> [What is needed] Show each line of the records below that contains the string "threshold", copying every one in full.

--- START OF Materials provided ---

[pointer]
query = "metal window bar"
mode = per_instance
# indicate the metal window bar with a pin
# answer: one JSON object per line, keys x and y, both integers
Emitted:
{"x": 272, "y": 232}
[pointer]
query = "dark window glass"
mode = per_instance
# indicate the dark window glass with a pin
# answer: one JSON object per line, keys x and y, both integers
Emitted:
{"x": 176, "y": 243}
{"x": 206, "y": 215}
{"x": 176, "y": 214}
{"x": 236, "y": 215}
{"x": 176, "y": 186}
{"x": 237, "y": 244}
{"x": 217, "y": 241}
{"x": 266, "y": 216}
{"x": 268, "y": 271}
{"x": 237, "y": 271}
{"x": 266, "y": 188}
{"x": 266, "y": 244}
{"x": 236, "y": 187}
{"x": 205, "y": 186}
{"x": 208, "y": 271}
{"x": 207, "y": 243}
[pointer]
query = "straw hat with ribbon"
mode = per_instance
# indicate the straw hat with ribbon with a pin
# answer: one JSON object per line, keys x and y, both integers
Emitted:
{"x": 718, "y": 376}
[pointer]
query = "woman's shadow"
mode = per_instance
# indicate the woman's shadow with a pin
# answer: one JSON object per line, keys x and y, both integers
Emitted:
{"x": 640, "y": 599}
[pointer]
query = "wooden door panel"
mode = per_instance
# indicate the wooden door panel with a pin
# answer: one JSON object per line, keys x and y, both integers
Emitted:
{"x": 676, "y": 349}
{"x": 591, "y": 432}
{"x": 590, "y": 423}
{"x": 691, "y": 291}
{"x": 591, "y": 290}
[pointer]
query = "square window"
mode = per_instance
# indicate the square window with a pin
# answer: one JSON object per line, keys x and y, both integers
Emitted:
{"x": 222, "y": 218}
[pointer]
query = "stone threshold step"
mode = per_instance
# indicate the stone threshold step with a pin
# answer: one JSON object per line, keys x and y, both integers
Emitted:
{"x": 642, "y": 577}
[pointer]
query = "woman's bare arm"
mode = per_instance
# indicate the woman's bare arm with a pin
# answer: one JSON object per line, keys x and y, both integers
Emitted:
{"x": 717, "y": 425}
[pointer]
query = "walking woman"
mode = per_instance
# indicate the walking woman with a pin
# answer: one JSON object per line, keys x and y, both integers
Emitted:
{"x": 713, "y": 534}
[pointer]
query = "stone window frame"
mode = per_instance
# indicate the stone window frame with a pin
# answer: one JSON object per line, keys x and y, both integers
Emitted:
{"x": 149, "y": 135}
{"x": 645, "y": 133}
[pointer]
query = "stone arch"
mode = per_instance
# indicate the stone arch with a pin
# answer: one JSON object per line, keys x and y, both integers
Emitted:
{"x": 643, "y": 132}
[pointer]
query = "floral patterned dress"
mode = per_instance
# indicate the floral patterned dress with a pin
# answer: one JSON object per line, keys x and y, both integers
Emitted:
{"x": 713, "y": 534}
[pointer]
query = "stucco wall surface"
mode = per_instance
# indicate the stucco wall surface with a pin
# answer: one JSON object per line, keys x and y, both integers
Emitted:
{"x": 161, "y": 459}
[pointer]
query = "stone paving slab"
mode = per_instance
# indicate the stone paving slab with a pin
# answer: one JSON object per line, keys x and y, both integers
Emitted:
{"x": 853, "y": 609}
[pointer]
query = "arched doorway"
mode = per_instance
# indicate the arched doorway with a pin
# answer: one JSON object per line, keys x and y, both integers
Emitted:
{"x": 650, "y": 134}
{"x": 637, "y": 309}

--- END OF Materials provided ---

> [Output below]
query = "stone threshold step"
# indicate the stone threshold step with a pin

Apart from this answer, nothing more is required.